DOCUMENT SECTION:

###

The numbers come from the Guttmacher Institute, the former pro-abortion research arm of Planned Parenthood. According to its report, there were about 157,000 abortions in 2014, a 27-percent drop from the 214,000 in 2008.
“The national abortion rate dipped 25 percent during the same period. All but six states nationwide saw a decrease in abortion numbers between 2011 and 2014,” according to the news report.
There are multiple reasons being speculated as the root cause of the decline.
“In general we think fewer women are getting pregnant when they don’t want to, which means fewer abortions,” Rachel Jones, Principal Scientist Researcher at the Guttmacher Institute, told the Sacramento Bee. “For some women in some states it was decreased access to abortion. The states that had fewer clinics over the years, for about half it seemed clear that they changed the laws and that had attributed to the decline.”
The report continues to say that 99 percent of California’s women live in a county with access to an abortion facility, unlike Wyoming where only 4 percent of women live in a county with access to an abortion center. Furthermore, the report states that California has some of the nation’s most liberal abortion laws including the ability for minors to seek abortions without parental consent or notification.
“States that have policies and that attempt to uphold women’s rights may just have a climate where women are freer to discuss and access health care coverage,” said Julie Anderson, Senior Research Associate for the Guttmacher Institute. “Maybe contraception is more understood, acceptable, available.”
Others cite the current political climate and the efforts of the pro-life message to reach more people and effectively close down abortion facilities throughout the country as shifting the momentum toward life.
Randall O’Bannon, Director of Education and Research for the National Right to Life, told the news outlet the decline could have to do with greater pro-life educational and outreach efforts.

###

BRIEF 1:
Decide whether each statement agrees with the article on the drop in abortions. Answer yes or no for each and quote the words of the article that settle it.
(a) The report counts about 157,000 abortions in 2014.
(b) In Wyoming, 99 percent of women live in a county with access to an abortion facility.
(c) Randall O'Bannon works for the Guttmacher Institute.
BRIEF 2: Write the next few sentences of the article on the drop in abortions, picking up after its final sentence.

GIVEN MATERIAL:
###

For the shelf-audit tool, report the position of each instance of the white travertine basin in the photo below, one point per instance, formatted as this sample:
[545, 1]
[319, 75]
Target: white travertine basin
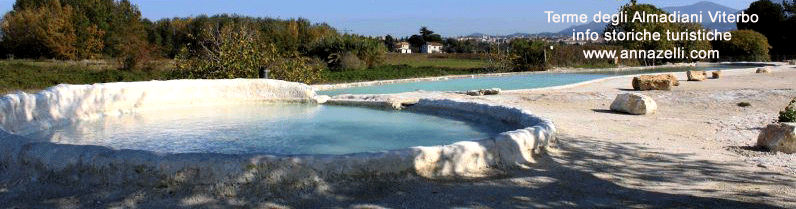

###

YOUR RESPONSE 1:
(a) Yes: "there were about 157,000 abortions in 2014"
(b) No: "unlike Wyoming where only 4 percent of women live in a county with access to an abortion center"
(c) No: "Randall O’Bannon, Director of Education and Research for the National Right to Life"

YOUR RESPONSE 2:
“We believe that when women have the chance to hear other views, when given information about private and public assistance that is available to them, when ultrasound images confirm their gut feelings about the humanity of their unborn child, when they understand more clearly that abortion will not be the answer to their problems but can indeed make things worse, they’ll choose to let their babies live,” O’Bannon said.
Others attribute increased sex education to the decline in California’s abortion statistics.
“When you think about it, there’s no woman that says ‘I want to have an abortion. The more education and prevention we provide our women, the more they’ll be able to plan their pregnancies and take care of their bodies, as opposed to not providing access and then saying, ‘Now you’re pregnant,’” stated Socorro Santillan, Director of Barrios Unidos, a non-profit group in Fresno whose mission is focused on sex education, sexually transmitted disease testing, pregnancy testing and subsequent referrals as needed, the Fresno Bee continued.
The abortion rate mirrors a national decline that even abortion advocates are attributing to the work of pro-lifers.
In January, Guttmacher, considered to have the most comprehensive abortion numbers for the U.S., reported an estimated 926,200 abortions in 2014 and 958,700 in 2013. The abortion rate (the number of abortions per 1,000 women of childbearing age) also dropped to 14.6 per 1,000 in 2014, down 14 percent from 2011, according to the report.
The numbers are the lowest since 1975, two years after the U.S. Supreme Court ruled on Roe v. Wade, allowing abortion on demand through all nine months of pregnancy.
Notably, the pro-abortion researchers partially attributed the decline to pro-life efforts. In the past, Guttmacher and other abortion advocacy groups have avoided giving pro-lifers credit for the declines.